■ Exercise tasks
a) In the sketch-CNN text, what learning rate was used with the Adam optimizer?
b) Pick up the sketch-CNN text after its last sentence and continue it.

[Opening Extract to read section]

For training CNNs, we draw the strokes in images and resize them to 128x128. The CNN is trained with batch size 512, Adam optimizer with learning rate 0.001 and 100000 iterations. All our following analysis is based on the trained CNN.
IPython Notebook here.
To see if the CNN feature from the 'FC 512' layers captures inter-class similarity, we first do a t-SNE visualization.
There are classes that form dense clusters as visualized, but some others scatter all over the space, which inidicates they could be very similar to other classes. To find out the confusing classes, we sort the 340 classes by their similarity to all other classes in descending order. The top ones are:
These classes all have very simple shape that is close to a rectangle. See the full list here.
For each class, the most similar class to them can be found here. And some samples here.
IPython Notebook here.
To understand why the CNN made such predictions, we use the technic from [1] to compute a CNN activation map for visualizing contributions from each spatial region. Below are samples for 'cookie', 'hospital' and 'cell phone'.
It makes sense that the botton and some edges contribute the most in 'cell phone' images.
IPython Notebook here.
We further want to analyze which stroke is the most effective one that pushes the model’s decision towards the target class. The approach is: for images in each class, add strokes one-by-one and keep track of the probability of target class as it changes. The definitive stroke is the one that gives the most significant probability increase. We visualize three pairs of most similiar classes and their corresponding definitive strokes.

[Closing Extract to read section]
[Opening Provided data section]

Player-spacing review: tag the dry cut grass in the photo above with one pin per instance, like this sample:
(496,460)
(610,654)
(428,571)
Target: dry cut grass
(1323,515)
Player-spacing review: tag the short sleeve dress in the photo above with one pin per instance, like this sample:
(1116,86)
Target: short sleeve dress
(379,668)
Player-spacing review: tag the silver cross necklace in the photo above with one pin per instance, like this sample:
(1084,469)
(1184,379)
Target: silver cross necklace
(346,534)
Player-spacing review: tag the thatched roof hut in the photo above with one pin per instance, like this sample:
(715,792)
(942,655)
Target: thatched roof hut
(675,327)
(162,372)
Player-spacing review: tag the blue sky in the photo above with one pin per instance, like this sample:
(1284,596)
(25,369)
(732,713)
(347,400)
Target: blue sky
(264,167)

[Closing Provided data section]

■ Task-by-task answers
a) 0.001

b)
We wrote two demos in which the player gets hint about whether a stroke is good or bad and Sketch RNN. In both demos, the player is asked to draw a flamingo.
To know whether a stroke is good or bad, we track the probability of the desired class as the player is drawing. If the player's current stroke lowers that probability, it is retracted.
Sketch RNN[2](architecture below) is a sequence-to-sequence model for sketch generation. We only use the decoder part and at each time feed the player's strokes into the decoder so that the model outputs next strokes as hints to the player.
[1] Zhou, Bolei, Aditya Khosla, Agata Lapedriza, Aude Oliva, and Antonio Torralba. "Learning deep features for discriminative localization." CVPR 2016.
[2] Ha, David, and Douglas Eck. "A neural representation of sketch drawings." ICLR 2018.